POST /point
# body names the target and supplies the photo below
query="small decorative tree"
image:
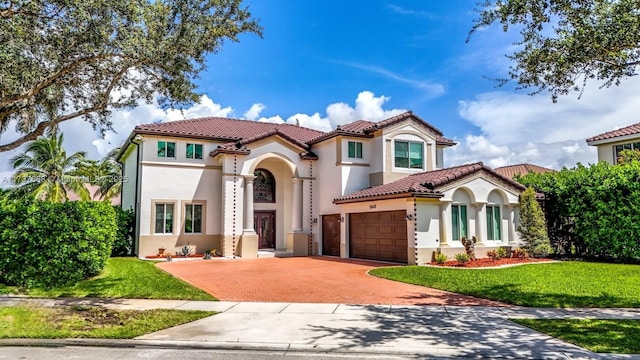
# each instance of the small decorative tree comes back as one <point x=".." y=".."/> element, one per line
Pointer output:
<point x="533" y="228"/>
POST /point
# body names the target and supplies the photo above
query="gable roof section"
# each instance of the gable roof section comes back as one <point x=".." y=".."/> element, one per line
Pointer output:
<point x="216" y="128"/>
<point x="364" y="128"/>
<point x="510" y="171"/>
<point x="611" y="135"/>
<point x="424" y="184"/>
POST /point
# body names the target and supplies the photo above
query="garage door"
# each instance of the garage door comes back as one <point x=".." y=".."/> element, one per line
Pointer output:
<point x="378" y="236"/>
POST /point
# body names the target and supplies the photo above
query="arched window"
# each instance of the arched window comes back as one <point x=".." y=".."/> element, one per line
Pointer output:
<point x="264" y="186"/>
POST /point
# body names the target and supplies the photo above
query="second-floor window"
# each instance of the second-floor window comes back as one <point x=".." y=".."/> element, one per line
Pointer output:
<point x="355" y="150"/>
<point x="409" y="155"/>
<point x="618" y="148"/>
<point x="194" y="151"/>
<point x="166" y="149"/>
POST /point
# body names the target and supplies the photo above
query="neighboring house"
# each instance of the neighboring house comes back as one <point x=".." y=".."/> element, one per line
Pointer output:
<point x="611" y="143"/>
<point x="365" y="190"/>
<point x="510" y="171"/>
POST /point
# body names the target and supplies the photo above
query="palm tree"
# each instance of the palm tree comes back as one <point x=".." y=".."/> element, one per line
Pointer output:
<point x="45" y="172"/>
<point x="108" y="176"/>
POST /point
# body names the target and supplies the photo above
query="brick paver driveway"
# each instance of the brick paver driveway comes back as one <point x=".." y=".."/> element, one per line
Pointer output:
<point x="307" y="280"/>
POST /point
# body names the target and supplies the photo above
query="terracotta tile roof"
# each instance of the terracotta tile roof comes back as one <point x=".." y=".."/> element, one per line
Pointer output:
<point x="364" y="128"/>
<point x="521" y="169"/>
<point x="424" y="184"/>
<point x="216" y="128"/>
<point x="627" y="130"/>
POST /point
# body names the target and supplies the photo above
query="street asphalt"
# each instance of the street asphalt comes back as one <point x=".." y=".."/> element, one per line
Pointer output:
<point x="426" y="331"/>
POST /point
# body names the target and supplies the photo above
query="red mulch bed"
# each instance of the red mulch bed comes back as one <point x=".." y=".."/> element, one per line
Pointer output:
<point x="488" y="262"/>
<point x="173" y="256"/>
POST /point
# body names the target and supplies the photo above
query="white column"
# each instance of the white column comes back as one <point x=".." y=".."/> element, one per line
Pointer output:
<point x="512" y="224"/>
<point x="296" y="220"/>
<point x="481" y="209"/>
<point x="444" y="215"/>
<point x="248" y="205"/>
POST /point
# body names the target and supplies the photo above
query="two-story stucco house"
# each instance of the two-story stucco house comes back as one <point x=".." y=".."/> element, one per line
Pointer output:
<point x="611" y="143"/>
<point x="365" y="190"/>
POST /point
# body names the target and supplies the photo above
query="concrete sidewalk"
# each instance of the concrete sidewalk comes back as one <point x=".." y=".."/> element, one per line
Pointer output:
<point x="433" y="331"/>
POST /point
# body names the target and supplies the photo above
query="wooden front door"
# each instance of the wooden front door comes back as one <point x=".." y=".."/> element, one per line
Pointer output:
<point x="331" y="235"/>
<point x="264" y="223"/>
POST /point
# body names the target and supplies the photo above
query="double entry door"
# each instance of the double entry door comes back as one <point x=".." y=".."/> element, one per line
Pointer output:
<point x="264" y="224"/>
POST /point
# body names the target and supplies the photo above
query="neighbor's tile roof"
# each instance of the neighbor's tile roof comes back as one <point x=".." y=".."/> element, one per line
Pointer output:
<point x="510" y="171"/>
<point x="627" y="130"/>
<point x="363" y="128"/>
<point x="217" y="128"/>
<point x="425" y="183"/>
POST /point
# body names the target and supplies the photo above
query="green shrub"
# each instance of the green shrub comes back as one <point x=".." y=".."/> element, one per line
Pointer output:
<point x="441" y="258"/>
<point x="123" y="243"/>
<point x="502" y="252"/>
<point x="462" y="258"/>
<point x="48" y="244"/>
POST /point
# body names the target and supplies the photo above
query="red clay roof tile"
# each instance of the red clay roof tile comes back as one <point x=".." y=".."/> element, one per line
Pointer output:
<point x="627" y="130"/>
<point x="521" y="169"/>
<point x="425" y="183"/>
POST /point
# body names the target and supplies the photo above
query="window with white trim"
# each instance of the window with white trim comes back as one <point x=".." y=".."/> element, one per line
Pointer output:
<point x="618" y="148"/>
<point x="409" y="154"/>
<point x="194" y="151"/>
<point x="166" y="149"/>
<point x="494" y="230"/>
<point x="459" y="221"/>
<point x="164" y="218"/>
<point x="193" y="219"/>
<point x="355" y="150"/>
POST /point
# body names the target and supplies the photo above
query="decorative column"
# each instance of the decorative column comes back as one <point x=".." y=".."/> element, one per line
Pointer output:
<point x="296" y="220"/>
<point x="444" y="212"/>
<point x="481" y="209"/>
<point x="512" y="224"/>
<point x="249" y="227"/>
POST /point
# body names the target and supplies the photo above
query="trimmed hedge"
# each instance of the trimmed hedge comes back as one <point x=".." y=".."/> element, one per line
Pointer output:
<point x="49" y="244"/>
<point x="593" y="212"/>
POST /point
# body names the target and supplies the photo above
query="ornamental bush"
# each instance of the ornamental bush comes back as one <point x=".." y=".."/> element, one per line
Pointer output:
<point x="593" y="212"/>
<point x="48" y="244"/>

• Exercise brief
Please show every line of the records that holds the word "shrub".

• Solution
query="green shrub"
# each instance of the green shrub comes back as one <point x=".." y=".."/> element, one per line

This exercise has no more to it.